§ Given problem: In the abstract about the "Rainbow" oscillating water column device, what was the highest capture width ratio reached?

This study proposed and evaluated a compact-array oscillating water column device called “Rainbow”, which is expected to adapt to the nearshore wave climate characteristics in China, and satisfy the quick response requirements to coastal and offshore electricity. The proposed device employs a bent-duct buoy concept, with an open mouth in two opposite directions, and embraced a moon pool in a ring shape. Moreover, models under a scale ratio of 1:10 are designed and manufactured, which are fixed on the bottom and tested in regular and irregular wave scenarios in a wave tank. The time histories of critical performance parameters, hydrodynamic and aerodynamic performances, and capture width ratios in different modules were recorded and analyzed to reveal the operating mechanisms of the model. The various module arrangement topologies were found to cause significant differences in the value distribution characteristics of the capture width ratio in different modules, peaking at 0.26. The experimental results can be employed as critical benchmark cases for further designs and optimizations.

§ Supplied material:
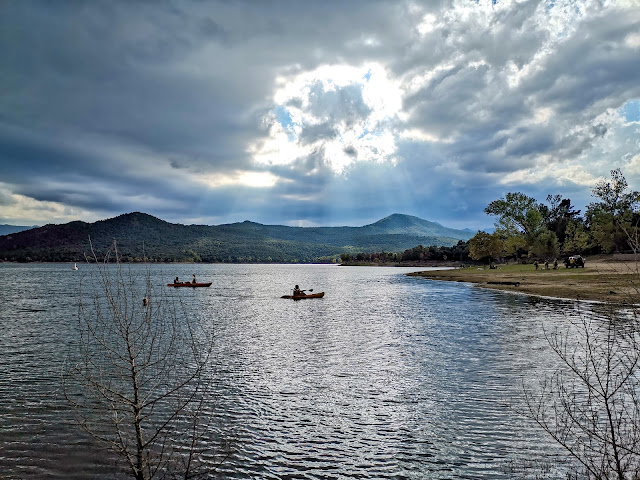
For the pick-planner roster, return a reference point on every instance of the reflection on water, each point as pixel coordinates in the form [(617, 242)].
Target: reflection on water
[(387, 376)]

§ Right answer: 0.26